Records
----------------------------------------

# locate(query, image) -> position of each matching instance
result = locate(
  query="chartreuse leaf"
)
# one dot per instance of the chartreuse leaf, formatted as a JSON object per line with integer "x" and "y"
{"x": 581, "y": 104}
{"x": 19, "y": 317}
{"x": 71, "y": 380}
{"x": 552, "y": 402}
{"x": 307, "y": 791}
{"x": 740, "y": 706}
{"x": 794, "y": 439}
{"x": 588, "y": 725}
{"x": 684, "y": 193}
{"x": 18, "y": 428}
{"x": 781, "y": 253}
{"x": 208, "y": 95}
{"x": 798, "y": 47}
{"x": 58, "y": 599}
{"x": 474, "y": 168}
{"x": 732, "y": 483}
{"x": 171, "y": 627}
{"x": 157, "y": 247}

----------------------------------------

[Description of the task]:
Could you give the material above as a Markdown table with the columns "Row" and "Line", numbering each line and leaving out any blank lines?

[Written solution]:
| Row | Line |
|---|---|
| 1 | # locate(query, image) -> position of each matching instance |
| 2 | result = locate( |
| 3 |   query="chartreuse leaf" |
| 4 | ) |
| 5 | # one dot per instance of the chartreuse leaf, formatted as a JSON object per line with integer "x" and "y" |
| 6 | {"x": 581, "y": 104} |
| 7 | {"x": 19, "y": 317} |
| 8 | {"x": 71, "y": 380} |
| 9 | {"x": 552, "y": 402} |
| 10 | {"x": 307, "y": 791} |
| 11 | {"x": 740, "y": 706} |
| 12 | {"x": 794, "y": 439} |
| 13 | {"x": 588, "y": 725} |
| 14 | {"x": 684, "y": 193} |
| 15 | {"x": 18, "y": 428} |
| 16 | {"x": 781, "y": 253} |
| 17 | {"x": 208, "y": 95} |
| 18 | {"x": 798, "y": 47} |
| 19 | {"x": 58, "y": 599} |
| 20 | {"x": 474, "y": 168} |
| 21 | {"x": 732, "y": 483} |
| 22 | {"x": 171, "y": 627} |
| 23 | {"x": 157, "y": 247} |